"""

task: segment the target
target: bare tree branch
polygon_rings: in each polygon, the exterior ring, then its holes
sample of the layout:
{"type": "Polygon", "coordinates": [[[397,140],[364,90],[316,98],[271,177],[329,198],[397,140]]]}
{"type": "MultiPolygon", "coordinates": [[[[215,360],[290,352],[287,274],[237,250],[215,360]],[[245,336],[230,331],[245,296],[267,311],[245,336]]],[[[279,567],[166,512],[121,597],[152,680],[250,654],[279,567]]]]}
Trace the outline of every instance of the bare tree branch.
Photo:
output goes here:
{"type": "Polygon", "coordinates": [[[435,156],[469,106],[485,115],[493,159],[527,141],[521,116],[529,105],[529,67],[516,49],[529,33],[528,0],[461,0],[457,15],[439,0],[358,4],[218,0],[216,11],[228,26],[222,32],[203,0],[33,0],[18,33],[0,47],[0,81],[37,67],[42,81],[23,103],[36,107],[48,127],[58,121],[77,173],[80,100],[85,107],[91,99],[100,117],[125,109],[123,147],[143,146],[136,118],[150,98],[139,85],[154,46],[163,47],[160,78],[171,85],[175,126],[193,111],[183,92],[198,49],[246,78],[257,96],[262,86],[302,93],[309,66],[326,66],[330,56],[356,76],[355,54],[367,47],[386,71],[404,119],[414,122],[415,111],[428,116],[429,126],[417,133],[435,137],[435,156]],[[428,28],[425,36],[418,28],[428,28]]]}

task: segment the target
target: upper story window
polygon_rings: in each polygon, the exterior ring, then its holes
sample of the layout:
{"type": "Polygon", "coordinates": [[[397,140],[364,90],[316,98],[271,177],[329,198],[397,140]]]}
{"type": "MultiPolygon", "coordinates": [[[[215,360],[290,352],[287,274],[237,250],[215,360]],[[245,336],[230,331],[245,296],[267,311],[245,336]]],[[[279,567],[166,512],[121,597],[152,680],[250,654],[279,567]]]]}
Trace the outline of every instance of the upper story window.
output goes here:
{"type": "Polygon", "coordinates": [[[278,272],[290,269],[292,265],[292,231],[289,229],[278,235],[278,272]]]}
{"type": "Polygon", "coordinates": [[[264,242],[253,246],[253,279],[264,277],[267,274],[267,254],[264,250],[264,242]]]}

"""

_WHAT THE TASK ASKS_
Recast every line of the records above as one numbered list, one line per item, and omit the blank lines.

_RESULT BELOW_
1. task: segment the target
2. target: bare tree branch
3. polygon_rings: in each polygon, the exterior ring, then its holes
4. sample of the layout:
5. {"type": "Polygon", "coordinates": [[[397,140],[364,90],[316,98],[271,177],[329,198],[397,140]]]}
6. {"type": "MultiPolygon", "coordinates": [[[[215,360],[290,352],[287,274],[237,250],[215,360]],[[245,336],[230,331],[245,296],[267,311],[245,336]]],[[[279,567],[166,512],[121,597],[152,680],[250,654],[279,567]]]]}
7. Trace the outline of every instance of the bare tree branch.
8. Photo:
9. output goes here:
10. {"type": "Polygon", "coordinates": [[[435,156],[469,106],[485,115],[493,159],[527,141],[521,116],[529,105],[529,67],[516,49],[529,33],[528,0],[461,0],[457,15],[439,0],[358,4],[218,0],[216,11],[228,26],[222,32],[203,0],[33,0],[18,33],[0,47],[0,81],[37,67],[42,81],[23,103],[36,107],[48,127],[58,121],[77,173],[80,100],[85,107],[91,99],[100,117],[125,109],[123,147],[143,146],[136,118],[150,98],[139,85],[154,46],[163,47],[160,78],[171,85],[175,126],[193,111],[183,92],[198,49],[246,78],[257,96],[262,86],[302,93],[309,66],[326,66],[330,56],[356,76],[355,54],[367,47],[386,71],[404,119],[414,122],[415,111],[428,116],[429,126],[417,133],[435,137],[435,156]],[[428,28],[425,36],[418,28],[428,28]]]}
11. task: segment the target
12. target: upper story window
13. polygon_rings: in each polygon, the exterior ring, then its holes
14. sample of the layout:
15. {"type": "Polygon", "coordinates": [[[397,140],[364,90],[316,98],[271,177],[329,198],[397,140]]]}
16. {"type": "MultiPolygon", "coordinates": [[[[215,360],[290,352],[287,274],[237,250],[215,360]],[[245,336],[230,331],[245,296],[267,311],[245,336]]],[[[279,567],[166,512],[121,597],[152,680],[250,654],[279,567]]]]}
17. Trace the outline of every instance of the upper story window.
18. output goes here:
19. {"type": "Polygon", "coordinates": [[[278,272],[290,269],[292,265],[292,231],[289,229],[278,235],[278,272]]]}
20. {"type": "Polygon", "coordinates": [[[264,242],[253,246],[253,279],[264,277],[267,274],[267,254],[264,250],[264,242]]]}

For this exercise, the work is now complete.